* WHAT YOU ARE ASKED TO DO *
Each line below is to be written out in full, exactly as shown.
====
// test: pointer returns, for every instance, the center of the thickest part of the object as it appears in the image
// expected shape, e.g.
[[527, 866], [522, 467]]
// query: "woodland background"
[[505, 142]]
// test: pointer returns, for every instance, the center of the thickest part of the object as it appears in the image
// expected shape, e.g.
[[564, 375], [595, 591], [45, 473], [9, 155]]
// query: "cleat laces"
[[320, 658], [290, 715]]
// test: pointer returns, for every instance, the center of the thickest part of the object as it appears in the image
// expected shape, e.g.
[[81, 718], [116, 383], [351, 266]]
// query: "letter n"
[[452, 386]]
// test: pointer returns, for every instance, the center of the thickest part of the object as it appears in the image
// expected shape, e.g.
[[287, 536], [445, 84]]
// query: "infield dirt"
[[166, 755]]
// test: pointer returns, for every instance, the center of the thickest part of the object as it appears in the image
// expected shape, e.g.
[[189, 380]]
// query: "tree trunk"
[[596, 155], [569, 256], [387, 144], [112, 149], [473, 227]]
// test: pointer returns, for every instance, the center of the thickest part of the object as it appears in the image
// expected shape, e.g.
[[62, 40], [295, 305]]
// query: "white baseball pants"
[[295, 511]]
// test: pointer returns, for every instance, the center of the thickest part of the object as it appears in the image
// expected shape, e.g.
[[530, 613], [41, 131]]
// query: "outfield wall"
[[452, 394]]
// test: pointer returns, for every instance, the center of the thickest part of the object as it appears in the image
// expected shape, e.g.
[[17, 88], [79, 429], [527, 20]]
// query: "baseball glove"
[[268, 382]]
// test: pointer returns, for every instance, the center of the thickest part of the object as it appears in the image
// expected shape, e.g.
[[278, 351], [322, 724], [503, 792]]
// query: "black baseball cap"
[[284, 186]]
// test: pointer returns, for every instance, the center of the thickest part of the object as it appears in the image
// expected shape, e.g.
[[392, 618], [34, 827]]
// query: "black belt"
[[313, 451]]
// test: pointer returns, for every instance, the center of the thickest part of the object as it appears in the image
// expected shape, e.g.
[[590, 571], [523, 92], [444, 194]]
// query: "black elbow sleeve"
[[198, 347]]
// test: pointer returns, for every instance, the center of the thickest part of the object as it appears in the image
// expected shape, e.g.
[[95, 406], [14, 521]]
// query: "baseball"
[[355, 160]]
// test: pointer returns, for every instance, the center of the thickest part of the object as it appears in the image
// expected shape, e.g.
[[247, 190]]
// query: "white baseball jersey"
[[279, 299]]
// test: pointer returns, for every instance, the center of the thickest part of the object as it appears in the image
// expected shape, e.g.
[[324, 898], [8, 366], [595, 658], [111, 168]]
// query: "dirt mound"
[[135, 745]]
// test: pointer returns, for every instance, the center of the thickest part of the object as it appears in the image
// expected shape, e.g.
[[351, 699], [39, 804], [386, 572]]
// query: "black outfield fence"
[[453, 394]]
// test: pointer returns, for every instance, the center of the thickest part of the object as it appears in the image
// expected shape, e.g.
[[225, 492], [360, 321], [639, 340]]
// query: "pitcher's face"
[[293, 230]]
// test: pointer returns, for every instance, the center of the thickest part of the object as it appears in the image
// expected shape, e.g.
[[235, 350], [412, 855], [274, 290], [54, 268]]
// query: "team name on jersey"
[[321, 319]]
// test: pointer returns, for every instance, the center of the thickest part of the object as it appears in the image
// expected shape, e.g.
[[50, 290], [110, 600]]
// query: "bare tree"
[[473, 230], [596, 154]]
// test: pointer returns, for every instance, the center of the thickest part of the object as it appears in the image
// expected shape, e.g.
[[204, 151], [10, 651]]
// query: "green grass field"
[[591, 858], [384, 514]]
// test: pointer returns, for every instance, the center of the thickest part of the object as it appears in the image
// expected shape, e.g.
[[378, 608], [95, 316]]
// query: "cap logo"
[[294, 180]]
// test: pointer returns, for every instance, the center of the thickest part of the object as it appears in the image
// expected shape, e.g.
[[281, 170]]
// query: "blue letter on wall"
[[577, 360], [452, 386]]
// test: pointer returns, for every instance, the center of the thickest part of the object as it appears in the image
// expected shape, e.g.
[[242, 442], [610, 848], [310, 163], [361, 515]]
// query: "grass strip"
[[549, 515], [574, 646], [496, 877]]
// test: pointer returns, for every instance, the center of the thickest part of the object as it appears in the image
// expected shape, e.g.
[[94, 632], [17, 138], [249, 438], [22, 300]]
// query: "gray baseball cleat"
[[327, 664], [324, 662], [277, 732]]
====
* THE OUTPUT *
// test: pointer returns, for every instance, the center of the thickest part of the object as it appears in the image
// expected shape, e.g.
[[527, 866], [522, 467]]
// query: "woodland background"
[[505, 142]]
// test: pointer returns, for every instance, the center of the thickest part of the object as it appears in the image
// expected shape, e.g.
[[564, 375], [595, 591], [45, 473], [9, 155]]
// query: "cleat laces"
[[320, 658], [290, 715]]
// test: pointer returns, for every instance, the center of the thickest part of the object as it appears in the image
// expected shape, e.g.
[[81, 718], [116, 383], [351, 266]]
// query: "letter n"
[[452, 386]]
// test: pointer returns, for every instance, the center of the thickest part of the object as it appears in the image
// expected shape, e.g.
[[287, 536], [445, 84]]
// query: "infield dirt"
[[166, 755]]
// test: pointer returns, for every instance, the center of the thickest part of the object as it appears in the image
// expected shape, e.g.
[[189, 380]]
// query: "tree trunk"
[[596, 155], [569, 256], [387, 144], [112, 149], [473, 227]]
// test: pointer returns, for every instance, the center of the thickest part of the object as it appears in the image
// expected shape, e.g.
[[62, 40], [295, 305]]
// query: "white baseball pants"
[[295, 511]]
// test: pointer returns, for every instance, the center of the thickest part of the object as it appears in the image
// expected shape, e.g.
[[530, 613], [41, 131]]
// query: "outfield wall"
[[452, 394]]
// test: pointer returns, for every instance, the center of the thickest part of the object as it appears in the image
// expected shape, e.g.
[[17, 88], [79, 429], [527, 20]]
// query: "baseball glove"
[[268, 382]]
// test: pointer returns, for every instance, the center of the thickest part of the object as it appears in the image
// expected shape, e.g.
[[278, 351], [322, 724], [503, 792]]
// query: "black baseball cap"
[[284, 186]]
// test: pointer returns, for every instance, the center of the thickest part of the object as it appears in the image
// expected shape, e.g.
[[392, 618], [34, 827]]
// query: "black belt"
[[313, 451]]
// test: pointer returns, for every instance, the center of the thickest part of the object as it appears in the image
// expected shape, e.g.
[[590, 571], [523, 92], [444, 194]]
// query: "black elbow sleeve"
[[198, 347]]
// test: pointer returns, for every instance, the center of the thickest part of the object as it appears in the image
// expected shape, e.g.
[[95, 406], [14, 521]]
// query: "baseball"
[[355, 160]]
// test: pointer returns, for every instance, the center of the thickest part of the object as it appears in the image
// expected shape, e.g.
[[247, 190]]
// query: "white baseball jersey"
[[279, 299]]
// test: pointer returns, for every instance, the center of the thickest part of the object as it appears in the image
// expected shape, e.g.
[[324, 898], [8, 366], [595, 658], [111, 168]]
// query: "dirt mound"
[[135, 745]]
// test: pointer returns, for every instance, the center of the thickest part of the object as it appears in the image
// expected shape, e.g.
[[351, 699], [39, 804], [386, 572]]
// query: "black outfield fence"
[[453, 394]]
// test: pointer returns, for every instance, the center of the thickest part of the object as it appears in the image
// expected shape, e.g.
[[225, 492], [360, 321], [639, 340]]
// query: "pitcher's face"
[[293, 230]]
// test: pointer returns, for every instance, the center of the thickest part of the object as it appears in the image
// expected shape, e.g.
[[235, 350], [412, 855], [274, 290], [54, 268]]
// query: "team name on jersey"
[[321, 319]]
// test: pointer returns, for every instance, the center of the thickest part of the object as it appears in the image
// expected shape, e.g.
[[50, 290], [110, 600]]
// query: "bare tree"
[[473, 230], [596, 154]]
// test: pointer returns, for every instance, the center of the thickest part of the object as it appears in the image
// expected shape, e.g.
[[204, 151], [10, 651]]
// query: "green grass field"
[[591, 858], [384, 514]]
// test: pointer returns, for every instance, the center of the thickest part of the object as it appears in the image
// expected shape, e.g.
[[378, 608], [95, 316]]
// query: "cap logo"
[[294, 180]]
// test: pointer returns, for every instance, the center of the thickest part of the object as it appears in the image
// expected shape, e.g.
[[281, 170]]
// query: "blue letter on wall"
[[577, 360], [452, 386]]
// test: pointer returns, for every instance, the center of the thickest part of the object as it appears in the image
// expected shape, e.g.
[[242, 442], [610, 848], [310, 163], [361, 515]]
// query: "grass strip"
[[549, 515], [574, 646], [496, 877]]
// test: pointer returns, for every instance, the center of the thickest part of the object as it appears in the image
// expected shape, e.g.
[[94, 632], [17, 138], [249, 438], [22, 300]]
// query: "gray baseball cleat"
[[327, 664], [324, 662], [277, 732]]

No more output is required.